_PROBLEM DESCRIPTION_
Lay out the rows below as a numbered list and omit any blank lines. Keep the pictures out of your answer.

[Records from a collection]
..............................
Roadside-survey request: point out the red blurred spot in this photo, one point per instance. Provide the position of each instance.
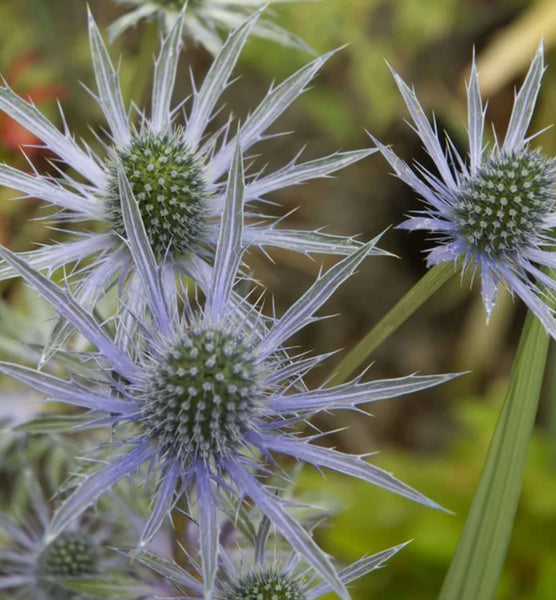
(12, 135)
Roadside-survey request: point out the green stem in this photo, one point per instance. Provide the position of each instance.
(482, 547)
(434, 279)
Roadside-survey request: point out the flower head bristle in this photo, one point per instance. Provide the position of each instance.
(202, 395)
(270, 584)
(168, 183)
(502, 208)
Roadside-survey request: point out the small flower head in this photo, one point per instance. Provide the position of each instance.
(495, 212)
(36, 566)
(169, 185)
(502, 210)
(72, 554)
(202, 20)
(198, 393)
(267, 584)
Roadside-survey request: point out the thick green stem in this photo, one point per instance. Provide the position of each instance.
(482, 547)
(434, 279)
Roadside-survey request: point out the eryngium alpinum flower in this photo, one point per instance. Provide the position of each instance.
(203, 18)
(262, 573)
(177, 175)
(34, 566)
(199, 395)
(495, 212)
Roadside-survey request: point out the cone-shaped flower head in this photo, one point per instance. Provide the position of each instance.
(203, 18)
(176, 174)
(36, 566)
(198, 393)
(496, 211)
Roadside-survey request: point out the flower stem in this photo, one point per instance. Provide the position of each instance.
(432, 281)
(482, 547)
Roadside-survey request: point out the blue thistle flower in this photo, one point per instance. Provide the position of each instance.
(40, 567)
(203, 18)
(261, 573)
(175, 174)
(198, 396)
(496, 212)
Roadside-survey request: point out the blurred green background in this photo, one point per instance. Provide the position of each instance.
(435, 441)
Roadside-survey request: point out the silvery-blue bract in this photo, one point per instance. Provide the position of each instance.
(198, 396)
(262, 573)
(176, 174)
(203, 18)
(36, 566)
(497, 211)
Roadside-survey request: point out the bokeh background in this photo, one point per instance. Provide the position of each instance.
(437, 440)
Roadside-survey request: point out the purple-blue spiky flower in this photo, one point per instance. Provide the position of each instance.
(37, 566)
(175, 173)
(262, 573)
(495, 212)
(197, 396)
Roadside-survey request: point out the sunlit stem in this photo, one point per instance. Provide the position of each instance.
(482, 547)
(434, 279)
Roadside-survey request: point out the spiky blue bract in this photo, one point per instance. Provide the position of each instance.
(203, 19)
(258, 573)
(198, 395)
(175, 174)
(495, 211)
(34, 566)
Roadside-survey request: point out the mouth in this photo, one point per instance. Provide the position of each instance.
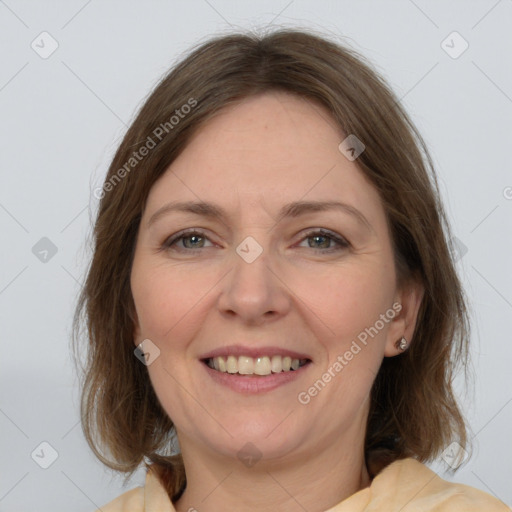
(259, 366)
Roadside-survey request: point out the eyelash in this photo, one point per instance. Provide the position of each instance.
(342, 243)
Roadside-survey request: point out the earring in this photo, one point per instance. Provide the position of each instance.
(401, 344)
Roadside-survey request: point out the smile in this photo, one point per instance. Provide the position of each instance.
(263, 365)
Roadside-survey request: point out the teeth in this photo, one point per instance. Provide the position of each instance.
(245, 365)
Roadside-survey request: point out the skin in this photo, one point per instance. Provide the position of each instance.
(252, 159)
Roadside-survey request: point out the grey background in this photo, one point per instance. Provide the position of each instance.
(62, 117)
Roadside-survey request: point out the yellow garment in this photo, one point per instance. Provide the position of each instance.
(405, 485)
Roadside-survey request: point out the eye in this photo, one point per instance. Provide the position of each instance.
..............................
_COMPLETED TASK_
1. Roadside-survey request: point out the red blurred spot in this photo, one point per instance. Provide the position of each instance.
2. (12, 135)
3. Roadside-survey request: point out the green stem in this photo, one point per instance. Provide the position of each instance.
4. (482, 547)
5. (434, 279)
6. Roadside-survey request: point out the flower head bristle in this photo, one point per instance. Provide the position of each instance.
7. (202, 395)
8. (270, 584)
9. (168, 183)
10. (502, 208)
11. Roadside-survey request: point out the small flower head in this photo, one point per instance. Provide the position of each instance.
12. (495, 212)
13. (36, 566)
14. (169, 185)
15. (502, 210)
16. (72, 554)
17. (202, 20)
18. (198, 393)
19. (267, 584)
20. Roadside-survey request: point out the thick green stem in this photo, one point per instance. Provide the position of each instance.
21. (482, 547)
22. (434, 279)
23. Roadside-survey request: point out the eryngium alpinum flower in this photo, one point per instance. Provide the position of each instance.
24. (203, 18)
25. (262, 573)
26. (177, 175)
27. (34, 566)
28. (199, 395)
29. (495, 212)
30. Roadside-survey request: point out the cone-shaped flower head in this photo, one point per instance. Provide the position of each instance.
31. (203, 18)
32. (176, 174)
33. (36, 566)
34. (198, 393)
35. (496, 211)
36. Roadside-survey request: point out the flower stem in this photo, one point per instance. Provide the position of each instance.
37. (432, 281)
38. (482, 547)
39. Roadside-survey request: point out the blue thistle flower in this photo, one point per instance. Provide the position of each instance.
40. (40, 567)
41. (203, 18)
42. (261, 573)
43. (175, 174)
44. (198, 396)
45. (496, 212)
46. Roadside-survey request: point out the blurred green background in this photo, one point per instance. Provide the position of each instance.
47. (435, 441)
48. Roadside-survey request: point out the silvery-blue bract in this photo, one point per instance. Provide the position of each instance.
49. (198, 396)
50. (262, 573)
51. (176, 174)
52. (203, 18)
53. (36, 566)
54. (497, 211)
55. Roadside-survey request: point out the bokeh background in this photo, one point per instance. Provide the position of each instance.
56. (437, 440)
57. Roadside-survey request: point out the purple-blue spiky flower in this photo, one point per instance. Provide the position of each instance.
58. (37, 566)
59. (175, 173)
60. (262, 573)
61. (495, 212)
62. (197, 396)
63. Roadside-survey request: point out the sunlit stem in this photo, one point per instance. Provide the position of each instance.
64. (482, 547)
65. (434, 279)
66. Roadside-survey request: point out the spiky blue bract in this photo, one point per instance. Provide the position of each instance.
67. (203, 19)
68. (258, 573)
69. (198, 395)
70. (175, 174)
71. (495, 211)
72. (34, 566)
73. Roadside-survey request: point out the mouth in this photo, one point per instance. Provide the position of each instance.
74. (259, 366)
75. Roadside-survey request: point out the eyelash in this photo, one point per instance. Provide the position of each instance.
76. (342, 243)
77. Roadside-survey request: point out the earring in this photo, one point per instance. Provide the position of each instance.
78. (401, 344)
79. Roadside-survey request: point out the smile in this photo, one point per instance. Provide the position of each instance.
80. (263, 365)
81. Roadside-survey request: point out the teeth in this photo, one point per instance. Provide the position of each instance.
82. (245, 365)
83. Roadside-survey request: point out the skin in this photo, one point per instance. Provide the position of each instance.
84. (252, 159)
85. Roadside-survey request: point out the grey background in this photo, one point per instance. Provide the position of each instance.
86. (62, 117)
87. Roadside-survey request: point out the yellow garment in this photo, one point per instance. Provide the position of each instance.
88. (405, 485)
89. Roadside-survey request: point out the eye in this photo, one point per instance. Provide the position of each instance.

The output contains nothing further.